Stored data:
────────

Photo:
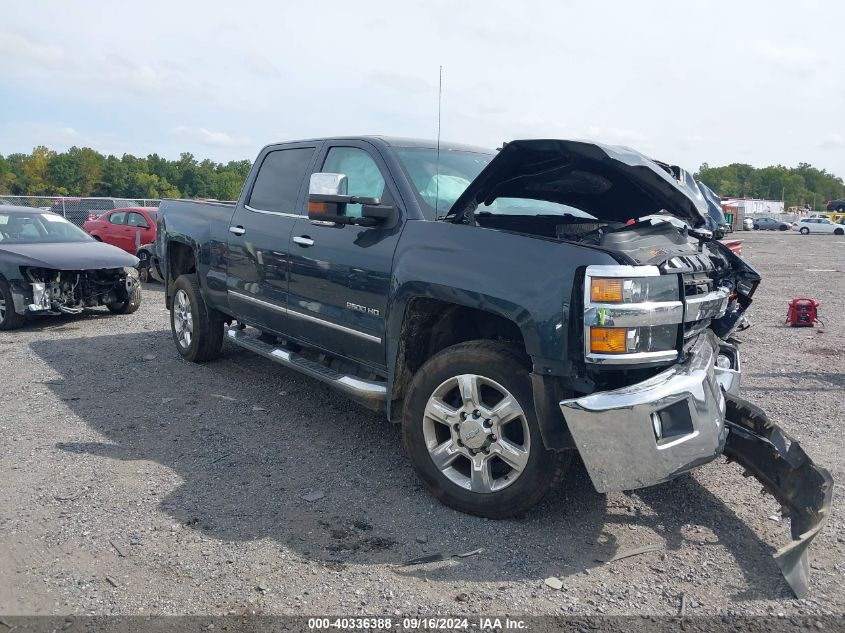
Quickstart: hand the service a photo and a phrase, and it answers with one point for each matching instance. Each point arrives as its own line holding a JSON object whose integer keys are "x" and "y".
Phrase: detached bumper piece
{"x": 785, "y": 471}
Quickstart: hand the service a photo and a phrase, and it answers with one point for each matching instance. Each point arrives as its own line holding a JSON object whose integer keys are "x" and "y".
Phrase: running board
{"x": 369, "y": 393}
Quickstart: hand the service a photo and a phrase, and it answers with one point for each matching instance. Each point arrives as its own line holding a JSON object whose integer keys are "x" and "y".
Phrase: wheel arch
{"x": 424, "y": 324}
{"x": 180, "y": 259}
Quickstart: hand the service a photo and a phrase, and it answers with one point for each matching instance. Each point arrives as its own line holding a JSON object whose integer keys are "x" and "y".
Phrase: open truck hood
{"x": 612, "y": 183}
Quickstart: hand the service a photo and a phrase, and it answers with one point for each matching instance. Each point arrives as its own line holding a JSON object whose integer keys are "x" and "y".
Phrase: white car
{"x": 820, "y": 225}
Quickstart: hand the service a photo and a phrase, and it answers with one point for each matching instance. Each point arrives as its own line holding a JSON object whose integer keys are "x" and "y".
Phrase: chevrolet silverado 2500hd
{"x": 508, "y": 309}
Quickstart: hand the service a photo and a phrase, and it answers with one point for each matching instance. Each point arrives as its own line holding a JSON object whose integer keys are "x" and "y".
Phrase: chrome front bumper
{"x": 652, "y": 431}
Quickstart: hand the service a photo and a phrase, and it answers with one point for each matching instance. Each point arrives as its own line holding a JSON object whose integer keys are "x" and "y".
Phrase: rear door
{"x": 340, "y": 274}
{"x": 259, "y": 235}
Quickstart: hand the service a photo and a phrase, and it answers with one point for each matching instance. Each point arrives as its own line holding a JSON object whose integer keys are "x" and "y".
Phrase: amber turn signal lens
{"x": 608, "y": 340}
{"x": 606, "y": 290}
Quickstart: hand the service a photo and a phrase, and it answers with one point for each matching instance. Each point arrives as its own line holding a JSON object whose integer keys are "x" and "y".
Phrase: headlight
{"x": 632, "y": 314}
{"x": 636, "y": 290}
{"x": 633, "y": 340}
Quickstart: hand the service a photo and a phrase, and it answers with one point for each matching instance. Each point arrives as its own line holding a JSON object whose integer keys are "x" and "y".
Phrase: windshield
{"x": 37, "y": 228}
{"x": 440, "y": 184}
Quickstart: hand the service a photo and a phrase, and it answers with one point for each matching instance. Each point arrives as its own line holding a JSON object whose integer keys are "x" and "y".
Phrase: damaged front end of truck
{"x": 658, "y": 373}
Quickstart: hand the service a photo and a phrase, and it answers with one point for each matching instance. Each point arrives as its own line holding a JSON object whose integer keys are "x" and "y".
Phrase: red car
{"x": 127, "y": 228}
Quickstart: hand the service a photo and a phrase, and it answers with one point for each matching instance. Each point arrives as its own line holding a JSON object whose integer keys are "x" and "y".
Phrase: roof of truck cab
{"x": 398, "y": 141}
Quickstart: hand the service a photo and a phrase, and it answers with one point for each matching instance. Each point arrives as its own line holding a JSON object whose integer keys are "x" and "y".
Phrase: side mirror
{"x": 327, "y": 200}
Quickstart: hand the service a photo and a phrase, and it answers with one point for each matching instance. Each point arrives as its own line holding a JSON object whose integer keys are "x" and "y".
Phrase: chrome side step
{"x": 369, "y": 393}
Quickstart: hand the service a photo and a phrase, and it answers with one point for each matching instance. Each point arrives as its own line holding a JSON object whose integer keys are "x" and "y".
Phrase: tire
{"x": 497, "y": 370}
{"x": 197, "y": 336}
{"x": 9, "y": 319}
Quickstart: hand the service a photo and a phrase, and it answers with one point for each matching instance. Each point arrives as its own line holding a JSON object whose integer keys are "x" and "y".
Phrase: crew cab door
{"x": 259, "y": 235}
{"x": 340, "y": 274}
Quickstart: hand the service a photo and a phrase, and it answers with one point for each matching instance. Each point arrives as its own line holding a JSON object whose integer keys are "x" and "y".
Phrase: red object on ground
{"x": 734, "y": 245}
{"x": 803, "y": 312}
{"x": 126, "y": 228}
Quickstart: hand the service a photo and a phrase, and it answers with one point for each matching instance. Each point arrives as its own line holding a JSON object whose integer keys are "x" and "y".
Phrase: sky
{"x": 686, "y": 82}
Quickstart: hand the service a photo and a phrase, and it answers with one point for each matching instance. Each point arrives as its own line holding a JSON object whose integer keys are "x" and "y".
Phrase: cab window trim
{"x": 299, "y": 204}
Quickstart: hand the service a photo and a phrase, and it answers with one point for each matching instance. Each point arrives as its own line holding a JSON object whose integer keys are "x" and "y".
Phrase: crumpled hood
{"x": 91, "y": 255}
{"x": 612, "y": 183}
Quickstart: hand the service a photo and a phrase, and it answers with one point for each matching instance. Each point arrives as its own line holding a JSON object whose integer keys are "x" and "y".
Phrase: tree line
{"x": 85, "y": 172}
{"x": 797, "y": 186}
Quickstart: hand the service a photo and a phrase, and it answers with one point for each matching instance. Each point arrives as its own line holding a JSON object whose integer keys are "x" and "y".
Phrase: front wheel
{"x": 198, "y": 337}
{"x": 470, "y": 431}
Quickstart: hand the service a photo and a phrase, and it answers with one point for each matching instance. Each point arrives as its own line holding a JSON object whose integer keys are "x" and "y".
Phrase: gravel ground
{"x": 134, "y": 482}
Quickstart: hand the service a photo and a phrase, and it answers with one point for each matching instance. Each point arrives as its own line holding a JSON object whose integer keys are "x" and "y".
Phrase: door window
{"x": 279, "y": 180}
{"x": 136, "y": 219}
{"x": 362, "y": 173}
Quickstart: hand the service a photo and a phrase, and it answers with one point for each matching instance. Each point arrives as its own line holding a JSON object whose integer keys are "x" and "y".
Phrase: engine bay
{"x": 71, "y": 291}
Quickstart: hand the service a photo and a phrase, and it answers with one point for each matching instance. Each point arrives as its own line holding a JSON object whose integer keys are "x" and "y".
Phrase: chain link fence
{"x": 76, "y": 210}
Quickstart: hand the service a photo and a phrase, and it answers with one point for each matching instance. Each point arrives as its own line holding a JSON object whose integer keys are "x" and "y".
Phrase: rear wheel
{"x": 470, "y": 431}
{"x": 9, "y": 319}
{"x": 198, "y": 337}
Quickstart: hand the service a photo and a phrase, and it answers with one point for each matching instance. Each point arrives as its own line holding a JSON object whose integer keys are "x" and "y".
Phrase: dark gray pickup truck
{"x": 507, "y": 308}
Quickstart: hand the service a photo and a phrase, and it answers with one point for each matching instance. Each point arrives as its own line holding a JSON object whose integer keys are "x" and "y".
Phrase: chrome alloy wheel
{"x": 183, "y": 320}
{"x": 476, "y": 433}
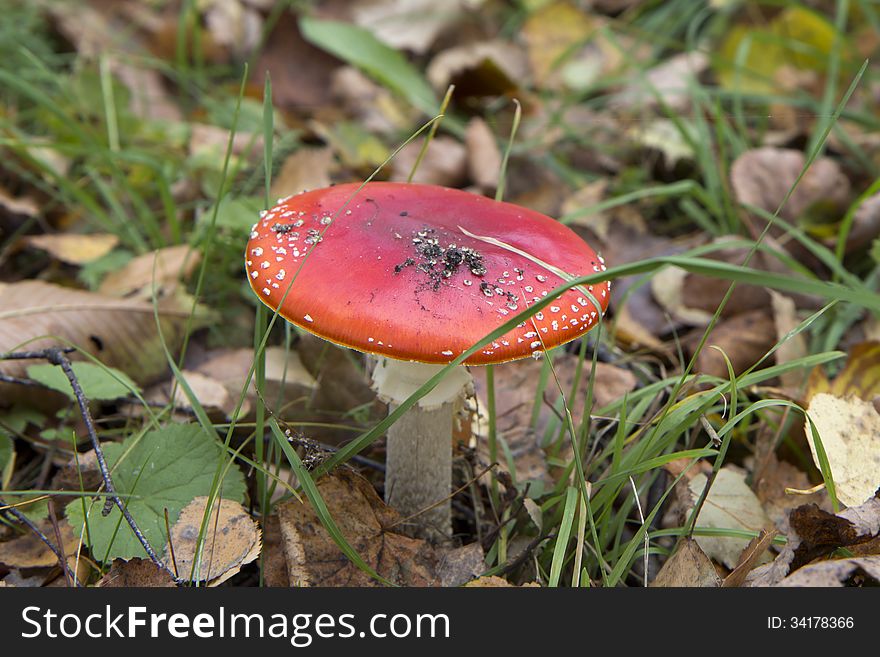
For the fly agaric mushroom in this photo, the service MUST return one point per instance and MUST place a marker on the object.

────────

§ What to work on: Skip the pictures and transcribe the rest of the records exactly.

§ Output:
Photo:
Quickstart: hand the service a photo and a phrase, and it answers with one point for each matching instance. Each point arrives as its own line holding a JSON object whose integer keys are "x" and "y".
Phrase: detached bumper piece
{"x": 785, "y": 471}
Quickstart: hand the service a photo and a phrase, and it answers with one point for each matching instance. Each point arrives as its own line holding a JSON object whose integer keys are "x" and "y".
Phrase: running board
{"x": 369, "y": 393}
Quickstart: hand the service a photo and a phrase, and it answers with one point for each matching instance. Each point arrives as its own line holding a JSON object whose integer keys are "x" and "y".
Phrase: wheel arch
{"x": 424, "y": 324}
{"x": 180, "y": 259}
Quickstart: hand the service a photo and a phrase, and it answers with one point for each matching instance. Each point arrives as its own line holding a JSON object whose integer keys are "x" and "y".
Phrase: open truck hood
{"x": 612, "y": 183}
Quickstart: hand the service a photo and a phrase, and it answers with one point for each matching instance. Each point arrives as its own line holding a JSON object whose integer keys are "x" and "y".
Phrase: white car
{"x": 820, "y": 225}
Quickstart: hand the service a photo and a phrase, and it answers with one point for each matching instance. Each point arrives as its own line holding a JSON object whose integer keys are "x" and "y".
Phrase: chevrolet silverado 2500hd
{"x": 508, "y": 309}
Quickstart: hand the service a photo and a phrase, and it answers with one point for each matching instance. Each point arrives as its own line holding a JSON object whose integer keys are "x" and "y".
Phrase: chrome front bumper
{"x": 652, "y": 431}
Quickstart: hand the service a photo and a phrase, and it answers with one point for each matching instance. Each point arrives as its own line holding a JSON object whose integer keys are "x" and "y".
Phrase: rear door
{"x": 340, "y": 274}
{"x": 259, "y": 235}
Quickstart: hand the service a photo and a phrase, and it answers with one point for each matching instance. Each point arrives as its own line holding a JSON object whose integer keys are "x" and "y".
Phrase: amber turn signal lens
{"x": 608, "y": 340}
{"x": 606, "y": 290}
Quickstart: hand the service a photo and a phrase, and it answers with one point for each matching instance. Each point arrives as its own line holding a JSON object whose integer keys are "x" and "y".
Phrase: headlight
{"x": 632, "y": 314}
{"x": 636, "y": 290}
{"x": 633, "y": 340}
Quickstart: hand the service a photo and a phrase, and it answers with one point for each matching instance. Each point arrives as its own line holding a JSON object whose integer keys are "x" and "y".
Phrase: windshield
{"x": 37, "y": 228}
{"x": 440, "y": 184}
Quickstart: hand the service a photo and a phrase, and it answers with one point for each matching instance. Each point arrives as its own line holding a JSON object whose integer keys are "x" and "y".
Phrase: damaged front end of truck
{"x": 658, "y": 373}
Quickstart: hand the service a photo and a phrase, and it answers with one point for each matching instance. Each point arrives as its own line holding a JSON object whose integer keys are "x" and "y".
Phrase: red car
{"x": 127, "y": 228}
Quickstart: hand the service a photo and a phrase, and it answers with one point for each matching instance. Each point arrives as its own line holding a JSON object whose integer keys are "x" and "y".
Phrase: roof of truck cab
{"x": 398, "y": 141}
Quickstart: hand the service a photo and a phrase, and it answers with one point for each matching instance. Each point arrives as its own line holding a JSON object whose integer keys are "x" and "y".
Phrase: side mirror
{"x": 327, "y": 200}
Quickstart: hand the service a photo and a phrase, and it answers with one point for each matching instance. Each point arrives as its own line holding a JSON object whose integer keys are "x" and "y".
Phrase: chrome side step
{"x": 369, "y": 393}
Quickstart: hand the service a photo and a phrase, and it answers with one point for each matching instance. Each point arrives as its own line holding a JSON object whose integer keys are "x" and "y".
Phrase: tire
{"x": 497, "y": 370}
{"x": 197, "y": 336}
{"x": 9, "y": 319}
Quickstart: hand the service a photo and a phrase, and it answers with one point for each matching instance. Each point arrives as its own line holding a JSON object whose integer keys are "x" and "y".
Phrase: crew cab door
{"x": 259, "y": 235}
{"x": 340, "y": 274}
Quickstart: hand the service a photo and a phrase, and it answers with one point for each matching instance. Each point arrives as its own line holding a JSON object whose integer keys are "x" and "y".
Phrase: red object on ground
{"x": 734, "y": 245}
{"x": 803, "y": 312}
{"x": 126, "y": 228}
Quickstart: hand the service a photo and a phrase, and it answers with one point for each matching instance. Each point arrives as its own line holding a JSON object whose integer keys are "x" and "y".
Phrase: sky
{"x": 686, "y": 82}
Quickstart: hand the service a photo and a phrase, and it answers with one point for each matching instance. Each point arrives as its own line holding a JSON object whose integer keys are "x" and "y".
Phrase: cab window trim
{"x": 299, "y": 204}
Quickstart: hand the service a photo and a phrase, and it answers with one point for each matching instance. Each point arrives as its own line holding a JSON object whose integer keys are "x" and "y".
Phrase: crumpled hood
{"x": 91, "y": 255}
{"x": 612, "y": 183}
Quickstart: hand the service a photo and a phrase, and it answers with one point for each matching instance. Each point arrives as its own line holding a JSON object whose integer keys are "x" and "y".
Phrase: tree line
{"x": 85, "y": 172}
{"x": 797, "y": 186}
Quickstart: hand the service a photo and a phrase, and it answers with one point for each matching instance. Each point arrives as its own line holding a JSON object whose integer keys are "x" and "y".
Phrase: front wheel
{"x": 198, "y": 337}
{"x": 470, "y": 431}
Quickstart: hand the service a photo and a phrase, and it answers with one point for each matching instance. Each point arrives as its own line holding a JSON object whose integer keys are "x" and "y".
Phrase: gravel ground
{"x": 134, "y": 482}
Quickstart: hand the service a photo and a phrase, and it answers with one point for each matching instance. Each point arrives as its own line holding a JSON object whose integer keys are "x" and "y".
Phrase: door window
{"x": 279, "y": 180}
{"x": 136, "y": 219}
{"x": 362, "y": 173}
Quickstart: hand the service a photo and a phrase, and it answers with one point for each matching instance. Each point arrives as its own line holding a JSON object whose integer keys are "x" and "y".
Phrase: engine bay
{"x": 71, "y": 291}
Quickstart: hand the service a photo and a phrase, and it answers with one point for each matching instance. Each point arrives as its own line holding a JSON object whose integer keys are "x" and "y".
Phrase: chain link fence
{"x": 76, "y": 210}
Quickstart: hand the service a photo and a phrase, and it answers with one point for each matching instance. Each point arrives as its own line holding a JSON object whose integer keys are "x" and "y".
Phrase: rear wheel
{"x": 470, "y": 431}
{"x": 9, "y": 319}
{"x": 198, "y": 337}
Quickstart: hand the service a photo and a phrase, and it answers with one point for each matching instance. Each point arrives as its own line holding a JSON object whose integer keys are "x" and "y".
Phrase: dark gray pickup truck
{"x": 507, "y": 308}
Quickstart: hand the service a photo and a phrase, and it answers with one point for each matching instance. Each point arrives as its own line holding a JSON object whose integer keys are "x" and "y".
Phrase: chrome alloy wheel
{"x": 183, "y": 320}
{"x": 476, "y": 433}
For the fly agaric mushroom in this photo, the service MUST return one point per instance and MUST place a marker on the object.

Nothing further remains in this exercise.